■ **Problems to solve**
**A.** Reproduce the stretch of the movie summary from "These guys play" through "the record straight.".
**B.** Pick up the movie summary about the reunited childhood basketball teammates and continue it after its last sentence.

These guys play childhood buddies, all of whom played for the same grade school basketball team. They are reunited some thirty years after hearing that their beloved coach passes away. The coach guided their team to a championship, teaching them life lessons in the process. Families in tow, the adult friends convene at a lake house for a few days of rest and relaxation following the funeral service. They reminisce, compare and contrast their lives, and try to show their kids how to enjoy the great outdoors. A very tacked on subplot slowly emerges, concerning their rival team who never quite got over losing the championship. These sore losers are looking for a rematch to set the record straight.

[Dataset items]
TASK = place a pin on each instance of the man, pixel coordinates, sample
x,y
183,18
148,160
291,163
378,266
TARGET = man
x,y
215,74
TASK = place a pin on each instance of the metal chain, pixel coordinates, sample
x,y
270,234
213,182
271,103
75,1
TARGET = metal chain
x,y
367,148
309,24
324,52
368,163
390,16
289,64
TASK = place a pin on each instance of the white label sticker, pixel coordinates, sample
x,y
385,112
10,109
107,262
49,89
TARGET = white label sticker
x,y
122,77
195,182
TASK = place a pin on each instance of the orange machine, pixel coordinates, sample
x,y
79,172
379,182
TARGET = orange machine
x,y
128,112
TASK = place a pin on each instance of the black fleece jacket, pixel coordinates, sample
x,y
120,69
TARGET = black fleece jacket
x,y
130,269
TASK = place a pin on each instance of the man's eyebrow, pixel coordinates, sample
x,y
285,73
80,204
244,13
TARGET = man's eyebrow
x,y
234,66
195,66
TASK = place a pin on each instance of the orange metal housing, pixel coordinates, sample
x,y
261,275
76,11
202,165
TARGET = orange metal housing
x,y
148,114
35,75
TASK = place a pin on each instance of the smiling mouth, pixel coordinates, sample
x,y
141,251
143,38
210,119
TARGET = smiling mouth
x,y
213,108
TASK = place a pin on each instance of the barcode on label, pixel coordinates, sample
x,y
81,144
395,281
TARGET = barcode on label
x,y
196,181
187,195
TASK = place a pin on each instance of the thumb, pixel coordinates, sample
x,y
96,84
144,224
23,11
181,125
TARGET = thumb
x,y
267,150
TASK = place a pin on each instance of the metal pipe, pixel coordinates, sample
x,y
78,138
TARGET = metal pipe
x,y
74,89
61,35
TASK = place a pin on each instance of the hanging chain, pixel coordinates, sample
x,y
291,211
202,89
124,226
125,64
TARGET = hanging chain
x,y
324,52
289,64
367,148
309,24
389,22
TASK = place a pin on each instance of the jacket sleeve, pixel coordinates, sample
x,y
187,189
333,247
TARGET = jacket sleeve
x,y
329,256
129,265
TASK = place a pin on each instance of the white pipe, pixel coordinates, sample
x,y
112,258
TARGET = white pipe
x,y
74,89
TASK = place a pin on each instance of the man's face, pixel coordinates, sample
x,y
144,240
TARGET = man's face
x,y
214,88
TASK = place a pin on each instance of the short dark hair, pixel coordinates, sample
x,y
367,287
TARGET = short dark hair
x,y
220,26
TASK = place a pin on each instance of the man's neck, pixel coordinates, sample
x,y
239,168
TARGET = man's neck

■ **Written responses**
**A.**
These guys play childhood buddies, all of whom played for the same grade school basketball team. They are reunited some thirty years after hearing that their beloved coach passes away. The coach guided their team to a championship, teaching them life lessons in the process. Families in tow, the adult friends convene at a lake house for a few days of rest and relaxation following the funeral service. They reminisce, compare and contrast their lives, and try to show their kids how to enjoy the great outdoors. A very tacked on subplot slowly emerges, concerning their rival team who never quite got over losing the championship. These sore losers are looking for a rematch to set the record straight.

**B.**
Grown Ups is an easygoing family film that passes by fairly painlessly. Never swinging for the fences, these comic actors spar gently with each other. Belly laughs are far and few between, but the chuckles are there depending on your taste for cheap humor. At times, Sandler and co-writer Fred Wolf seem to be digging for something slightly deeper. But rather than burden the movie with anything actually reflective about the aging and maturation process, they settled for pratfalls and featherweight bawdy sight gags. Reduce your expectations to zero, and you’ll very likely find yourself vaguely entertained.

Helping matters somewhat are the actresses cast as the men’s wives. Instead of generic nobodies, a trio of skilled women were brought aboard. Salma Hayek is the fashionista wife of Sandler’s character. Maria Bello is Kevin James’ better half, still breastfeeding her four year old son (who provides the funniest moments of the movie). Former SNL cast member Maya Rudolph plays the ballbusting wife of Chris Rock’s milquetoast househusband. Stealing a few scenes as Rob Schneider’s senior citizen wife is Joyce Van Patten. If the thought of Rob Schneider swapping spit with an elderly woman brings a smile to your face rather than queasiness to your gut, this is your movie.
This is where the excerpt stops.